━━━━━ DATA FOR PROCESSING ━━━━━

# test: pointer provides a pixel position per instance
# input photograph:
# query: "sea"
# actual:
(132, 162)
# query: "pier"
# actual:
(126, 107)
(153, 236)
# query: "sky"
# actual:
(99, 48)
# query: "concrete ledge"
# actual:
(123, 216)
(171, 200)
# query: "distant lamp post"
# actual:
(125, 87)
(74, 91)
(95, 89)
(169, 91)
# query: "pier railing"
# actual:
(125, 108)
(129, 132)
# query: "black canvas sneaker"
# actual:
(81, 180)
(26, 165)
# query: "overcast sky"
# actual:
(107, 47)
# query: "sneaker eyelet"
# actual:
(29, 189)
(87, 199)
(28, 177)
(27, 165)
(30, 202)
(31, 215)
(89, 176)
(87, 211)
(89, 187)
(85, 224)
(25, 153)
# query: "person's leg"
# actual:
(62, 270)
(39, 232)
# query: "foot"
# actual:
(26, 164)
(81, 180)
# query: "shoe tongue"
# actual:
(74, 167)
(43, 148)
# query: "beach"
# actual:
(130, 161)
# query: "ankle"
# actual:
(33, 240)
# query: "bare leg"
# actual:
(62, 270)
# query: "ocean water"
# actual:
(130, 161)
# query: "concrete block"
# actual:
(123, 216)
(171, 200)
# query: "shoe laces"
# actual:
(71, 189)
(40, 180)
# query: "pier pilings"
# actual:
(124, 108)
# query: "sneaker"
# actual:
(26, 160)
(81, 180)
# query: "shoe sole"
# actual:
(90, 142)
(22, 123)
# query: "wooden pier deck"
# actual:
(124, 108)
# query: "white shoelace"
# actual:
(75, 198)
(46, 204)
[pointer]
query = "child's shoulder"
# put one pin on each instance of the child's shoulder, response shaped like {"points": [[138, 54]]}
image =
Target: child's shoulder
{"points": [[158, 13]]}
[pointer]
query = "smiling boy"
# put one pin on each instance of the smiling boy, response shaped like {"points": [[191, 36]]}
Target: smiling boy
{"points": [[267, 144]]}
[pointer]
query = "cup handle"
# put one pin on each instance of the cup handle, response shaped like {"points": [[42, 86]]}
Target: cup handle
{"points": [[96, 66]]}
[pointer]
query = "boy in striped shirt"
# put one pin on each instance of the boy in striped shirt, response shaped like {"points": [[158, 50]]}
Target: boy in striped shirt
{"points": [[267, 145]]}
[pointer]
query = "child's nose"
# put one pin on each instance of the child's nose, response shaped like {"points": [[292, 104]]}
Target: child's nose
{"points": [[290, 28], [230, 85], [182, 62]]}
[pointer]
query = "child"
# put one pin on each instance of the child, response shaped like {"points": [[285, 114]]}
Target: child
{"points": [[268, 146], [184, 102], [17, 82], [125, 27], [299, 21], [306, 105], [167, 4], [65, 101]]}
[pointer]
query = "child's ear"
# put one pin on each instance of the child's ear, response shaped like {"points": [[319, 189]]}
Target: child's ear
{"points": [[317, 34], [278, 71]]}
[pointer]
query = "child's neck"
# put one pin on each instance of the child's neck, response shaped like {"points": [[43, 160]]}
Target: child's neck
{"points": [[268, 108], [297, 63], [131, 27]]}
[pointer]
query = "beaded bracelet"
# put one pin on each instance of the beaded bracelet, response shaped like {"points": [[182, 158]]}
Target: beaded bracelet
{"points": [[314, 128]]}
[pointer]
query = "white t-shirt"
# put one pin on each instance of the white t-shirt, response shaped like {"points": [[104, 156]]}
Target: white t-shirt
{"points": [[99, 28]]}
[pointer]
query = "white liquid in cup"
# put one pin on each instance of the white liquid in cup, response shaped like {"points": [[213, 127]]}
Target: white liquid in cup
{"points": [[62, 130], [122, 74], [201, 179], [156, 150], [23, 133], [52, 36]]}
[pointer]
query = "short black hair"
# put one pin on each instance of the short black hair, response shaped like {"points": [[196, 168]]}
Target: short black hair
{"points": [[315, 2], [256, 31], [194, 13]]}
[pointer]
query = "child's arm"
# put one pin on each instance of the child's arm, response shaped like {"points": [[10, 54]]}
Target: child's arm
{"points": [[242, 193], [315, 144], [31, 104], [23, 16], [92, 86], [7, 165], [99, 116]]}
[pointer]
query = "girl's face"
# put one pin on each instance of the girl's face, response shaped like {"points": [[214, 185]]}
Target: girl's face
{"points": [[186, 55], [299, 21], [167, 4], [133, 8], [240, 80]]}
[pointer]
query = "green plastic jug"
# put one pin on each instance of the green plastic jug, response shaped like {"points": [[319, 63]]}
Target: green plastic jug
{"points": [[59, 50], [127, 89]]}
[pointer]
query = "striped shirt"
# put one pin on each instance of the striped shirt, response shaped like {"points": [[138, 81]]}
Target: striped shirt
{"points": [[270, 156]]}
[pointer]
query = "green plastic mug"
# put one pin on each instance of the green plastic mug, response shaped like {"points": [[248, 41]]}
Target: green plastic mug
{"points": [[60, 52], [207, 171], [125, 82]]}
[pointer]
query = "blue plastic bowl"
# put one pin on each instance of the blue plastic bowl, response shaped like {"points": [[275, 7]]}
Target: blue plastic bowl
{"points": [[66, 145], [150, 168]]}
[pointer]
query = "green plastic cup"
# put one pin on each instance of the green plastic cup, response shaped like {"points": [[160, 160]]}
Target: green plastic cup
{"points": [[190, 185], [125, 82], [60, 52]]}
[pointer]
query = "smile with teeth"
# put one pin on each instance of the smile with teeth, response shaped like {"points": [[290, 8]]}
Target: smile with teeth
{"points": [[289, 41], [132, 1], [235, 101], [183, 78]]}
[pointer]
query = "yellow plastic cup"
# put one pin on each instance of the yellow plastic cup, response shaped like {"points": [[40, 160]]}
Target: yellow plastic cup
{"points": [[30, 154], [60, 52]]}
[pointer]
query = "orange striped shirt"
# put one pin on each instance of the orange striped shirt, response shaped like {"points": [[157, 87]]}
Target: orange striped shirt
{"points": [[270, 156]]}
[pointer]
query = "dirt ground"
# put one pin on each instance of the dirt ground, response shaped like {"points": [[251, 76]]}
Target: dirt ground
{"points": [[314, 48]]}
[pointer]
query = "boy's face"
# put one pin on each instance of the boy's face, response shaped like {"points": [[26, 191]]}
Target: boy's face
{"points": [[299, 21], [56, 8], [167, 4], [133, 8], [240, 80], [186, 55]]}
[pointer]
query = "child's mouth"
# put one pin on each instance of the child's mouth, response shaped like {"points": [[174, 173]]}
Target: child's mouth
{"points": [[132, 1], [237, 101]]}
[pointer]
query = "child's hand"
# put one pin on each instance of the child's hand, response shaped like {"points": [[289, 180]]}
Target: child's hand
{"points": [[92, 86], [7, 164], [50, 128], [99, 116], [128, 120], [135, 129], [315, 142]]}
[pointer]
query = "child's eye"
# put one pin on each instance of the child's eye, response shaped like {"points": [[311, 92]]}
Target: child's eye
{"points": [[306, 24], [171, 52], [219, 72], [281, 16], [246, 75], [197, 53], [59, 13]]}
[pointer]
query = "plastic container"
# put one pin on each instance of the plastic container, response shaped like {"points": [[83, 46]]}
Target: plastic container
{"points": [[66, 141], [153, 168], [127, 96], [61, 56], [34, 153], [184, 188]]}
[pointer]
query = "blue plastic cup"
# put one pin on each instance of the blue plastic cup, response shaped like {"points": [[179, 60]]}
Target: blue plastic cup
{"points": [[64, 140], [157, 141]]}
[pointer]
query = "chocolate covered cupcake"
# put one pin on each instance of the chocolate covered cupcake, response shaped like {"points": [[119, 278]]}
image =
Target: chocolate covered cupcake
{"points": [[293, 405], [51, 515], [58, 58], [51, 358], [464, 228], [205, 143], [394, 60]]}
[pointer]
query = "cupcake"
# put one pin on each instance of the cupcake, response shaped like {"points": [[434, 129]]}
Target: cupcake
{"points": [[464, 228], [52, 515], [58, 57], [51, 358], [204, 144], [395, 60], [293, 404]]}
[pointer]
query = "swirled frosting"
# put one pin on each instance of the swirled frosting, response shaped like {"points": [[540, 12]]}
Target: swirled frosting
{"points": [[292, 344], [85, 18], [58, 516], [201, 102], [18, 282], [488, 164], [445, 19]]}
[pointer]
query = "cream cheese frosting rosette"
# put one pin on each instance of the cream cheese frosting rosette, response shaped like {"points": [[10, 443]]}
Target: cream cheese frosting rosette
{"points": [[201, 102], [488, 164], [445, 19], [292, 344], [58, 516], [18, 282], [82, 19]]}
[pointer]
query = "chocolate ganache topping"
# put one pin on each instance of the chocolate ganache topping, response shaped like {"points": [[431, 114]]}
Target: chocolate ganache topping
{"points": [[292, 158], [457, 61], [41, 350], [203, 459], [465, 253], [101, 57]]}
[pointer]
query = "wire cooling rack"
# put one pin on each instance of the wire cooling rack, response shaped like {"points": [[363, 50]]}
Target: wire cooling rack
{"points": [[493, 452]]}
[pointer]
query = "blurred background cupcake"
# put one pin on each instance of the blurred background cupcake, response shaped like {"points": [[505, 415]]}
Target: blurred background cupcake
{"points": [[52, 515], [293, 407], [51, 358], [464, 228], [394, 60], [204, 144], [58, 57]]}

━━━━━

After locating the line that contains "cup handle, response", please copy exactly every line from the start of the records through it, and nothing else.

# test: pointer provides a pixel position per instance
# input photograph:
# query: "sea"
# actual:
(132, 162)
# query: "pier"
# actual:
(126, 107)
(153, 236)
# query: "sky"
# actual:
(99, 48)
# query: "concrete ledge"
# actual:
(123, 216)
(171, 200)
# query: "distant lamp post"
# actual:
(125, 87)
(74, 91)
(95, 89)
(169, 91)
# query: "pier railing"
# actual:
(125, 108)
(129, 132)
# query: "black canvas sneaker"
# actual:
(81, 180)
(26, 165)
# query: "overcast sky"
# actual:
(107, 47)
# query: "sneaker eyelet"
# actual:
(29, 189)
(87, 199)
(28, 177)
(27, 165)
(30, 202)
(31, 215)
(89, 176)
(87, 211)
(89, 187)
(85, 224)
(25, 153)
# query: "person's leg"
# actual:
(62, 270)
(39, 232)
# query: "foot"
# actual:
(26, 164)
(81, 180)
# query: "shoe tongue"
# actual:
(74, 167)
(43, 148)
# query: "beach"
# actual:
(130, 161)
# query: "ankle"
# actual:
(33, 240)
# query: "bare leg"
# actual:
(62, 270)
# query: "ocean water"
# actual:
(130, 161)
# query: "concrete block"
# actual:
(123, 216)
(171, 200)
# query: "shoe laces"
# actual:
(71, 189)
(40, 180)
# query: "pier pilings"
# actual:
(124, 108)
# query: "sneaker"
# actual:
(26, 160)
(81, 180)
# query: "shoe sole"
# actual:
(90, 142)
(22, 123)
# query: "wooden pier deck"
# actual:
(124, 108)
# query: "white shoelace"
# actual:
(75, 198)
(46, 204)
[pointer]
query = "child's shoulder"
# put one pin on each instance of the child's shoulder, response shaped like {"points": [[138, 54]]}
image =
Target: child's shoulder
{"points": [[158, 13]]}
[pointer]
query = "smiling boy"
# put one pin on each instance of the smiling boy, response shaped like {"points": [[191, 36]]}
Target: smiling boy
{"points": [[267, 144]]}
[pointer]
query = "cup handle"
# put one pin on each instance of the cup handle, response shaped like {"points": [[42, 86]]}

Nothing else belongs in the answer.